__Given exercise__.
Collect and copy out every line in the entries below that contains the string "water". Matching is case-sensitive.

**** Supplied information

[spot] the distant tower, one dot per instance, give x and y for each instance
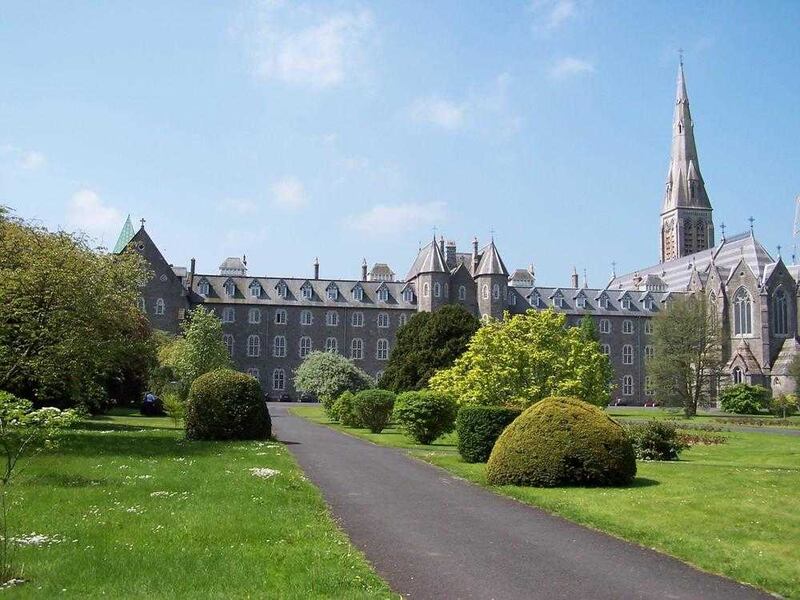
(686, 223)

********
**** Supplied information

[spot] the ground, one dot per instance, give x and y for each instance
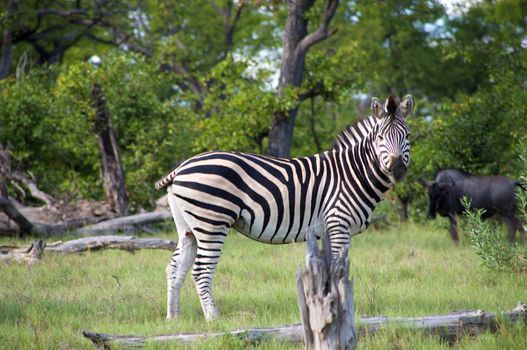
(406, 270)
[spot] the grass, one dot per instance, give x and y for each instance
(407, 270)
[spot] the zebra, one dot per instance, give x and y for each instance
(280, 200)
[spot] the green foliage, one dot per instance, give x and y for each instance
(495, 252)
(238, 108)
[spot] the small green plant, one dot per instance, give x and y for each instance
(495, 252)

********
**** Supplied information

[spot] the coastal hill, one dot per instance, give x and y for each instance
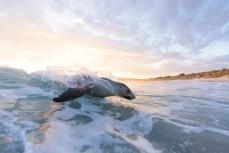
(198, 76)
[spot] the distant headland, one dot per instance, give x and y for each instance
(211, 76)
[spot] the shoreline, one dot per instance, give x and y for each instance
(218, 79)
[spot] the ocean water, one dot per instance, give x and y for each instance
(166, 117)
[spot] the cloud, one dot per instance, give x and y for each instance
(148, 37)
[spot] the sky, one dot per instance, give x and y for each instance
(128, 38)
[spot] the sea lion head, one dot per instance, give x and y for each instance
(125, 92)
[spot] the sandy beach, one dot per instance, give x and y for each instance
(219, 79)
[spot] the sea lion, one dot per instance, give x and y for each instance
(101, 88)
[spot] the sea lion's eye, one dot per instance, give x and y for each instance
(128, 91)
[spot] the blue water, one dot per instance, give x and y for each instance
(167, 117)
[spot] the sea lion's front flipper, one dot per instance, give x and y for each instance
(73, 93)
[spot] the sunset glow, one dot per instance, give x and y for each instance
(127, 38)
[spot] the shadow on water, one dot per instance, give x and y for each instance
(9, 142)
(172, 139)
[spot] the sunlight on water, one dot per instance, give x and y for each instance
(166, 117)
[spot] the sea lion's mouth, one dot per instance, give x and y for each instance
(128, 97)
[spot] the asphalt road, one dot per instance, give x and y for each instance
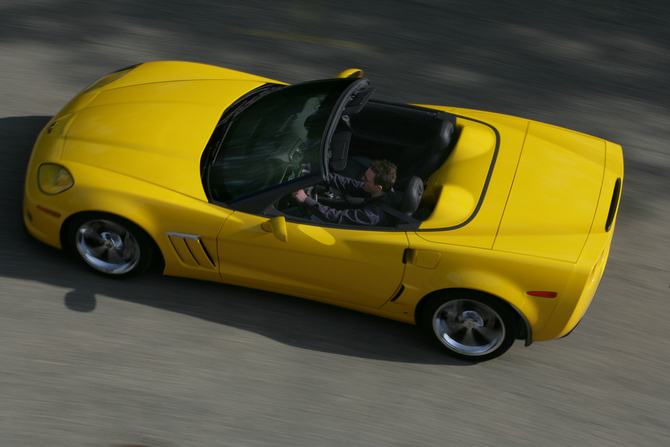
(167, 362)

********

__Result__.
[spot] the ocean water, one dot per instance, give x and y for each instance
[spot] the blue water, one dot per instance, give x and y for each instance
[spot] the shadow on water, one dot per instance, give x and y for each instance
[spot] the sunlight on water, one dot per instance, give x and y for each instance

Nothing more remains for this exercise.